** Begin PASSAGE TO READ **

So being said that let me explain "named arguments" first and then "arbitrary number of named arguments" kwargs.

Named arguments

  • named args should follow positional args
  • order of named args is not important
  • Example

    def function1(param1,param2="arg2",param3="arg3"):
        print("\n"+str(param1)+" "+str(param2)+" "+str(param3)+"\n")
    
    function1(1)                      #1 arg2 arg3   #1 positional arg
    function1(param1=1)               #1 arg2 arg3   #1 named arg
    function1(1,param2=2)             #1 2 arg3      #1 positional arg, 1 named arg
    function1(param1=1,param2=2)      #1 2 arg3      #2 named args       
    function1(param2=2, param1=1)     #1 2 arg3      #2 named args out of order
    function1(1, param3=3, param2=2)  #1 2 3         #
    
    #function1()                      #invalid: required argument missing
    #function1(param2=2,1)            #invalid: SyntaxError: non-keyword arg after keyword arg
    #function1(1,param1=11)           #invalid: TypeError: function1() got multiple values for argument 'param1'
    #function1(param4=4)              #invalid: TypeError: function1() got an unexpected keyword argument 'param4'
    

Arbitrary number of named arguments kwargs

  • Sequence of function parameters:
    1. positional parameters
    2. formal parameter capturing arbitrary number of arguments (prefixed with *)

** End PASSAGE TO READ **

- _GIVEN EXERCISE 1_
Could you transcribe the rows, starting at the first one and ending at the line that contains "M173 212L173 211L169", with both of those lines included and the pictures left out?

** Begin DATASET **

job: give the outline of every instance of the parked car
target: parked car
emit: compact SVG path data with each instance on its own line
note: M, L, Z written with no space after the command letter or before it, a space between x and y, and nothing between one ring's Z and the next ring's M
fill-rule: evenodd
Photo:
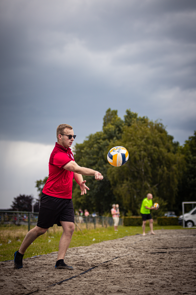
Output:
M184 221L185 226L190 228L193 226L196 226L196 207L192 209L191 211L184 214ZM180 225L182 225L183 215L181 215L178 218L178 223Z
M173 212L173 211L169 211L165 213L164 215L166 217L177 217L177 216L175 214L175 212Z

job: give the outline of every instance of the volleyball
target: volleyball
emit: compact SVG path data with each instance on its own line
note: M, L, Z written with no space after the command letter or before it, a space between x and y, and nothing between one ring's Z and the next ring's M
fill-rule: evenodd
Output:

** End DATASET **

- _GIVEN EXERCISE 2_
Can you restate the passage on named arguments word for word, from its first line to its last?

- _FINAL RESULT 1_
job: give the outline of every instance of the parked car
target: parked car
emit: compact SVG path data with each instance on its own line
note: M, L, Z written with no space after the command letter or before it, a space between x and y, and nothing between one ring's Z and the next ring's M
fill-rule: evenodd
Photo:
Output:
M184 221L185 226L190 228L193 226L196 226L196 207L192 209L191 211L184 214ZM180 225L182 225L183 215L181 215L178 218L178 223Z
M173 212L173 211L169 211L165 213L164 215L166 217L177 217L177 216L175 214L175 212Z

- _FINAL RESULT 2_
So being said that let me explain "named arguments" first and then "arbitrary number of named arguments" kwargs.

Named arguments

  • named args should follow positional args
  • order of named args is not important
  • Example

    def function1(param1,param2="arg2",param3="arg3"):
        print("\n"+str(param1)+" "+str(param2)+" "+str(param3)+"\n")
    
    function1(1)                      #1 arg2 arg3   #1 positional arg
    function1(param1=1)               #1 arg2 arg3   #1 named arg
    function1(1,param2=2)             #1 2 arg3      #1 positional arg, 1 named arg
    function1(param1=1,param2=2)      #1 2 arg3      #2 named args       
    function1(param2=2, param1=1)     #1 2 arg3      #2 named args out of order
    function1(1, param3=3, param2=2)  #1 2 3         #
    
    #function1()                      #invalid: required argument missing
    #function1(param2=2,1)            #invalid: SyntaxError: non-keyword arg after keyword arg
    #function1(1,param1=11)           #invalid: TypeError: function1() got multiple values for argument 'param1'
    #function1(param4=4)              #invalid: TypeError: function1() got an unexpected keyword argument 'param4'
    

Arbitrary number of named arguments kwargs

  • Sequence of function parameters:
    1. positional parameters
    2. formal parameter capturing arbitrary number of arguments (prefixed with *)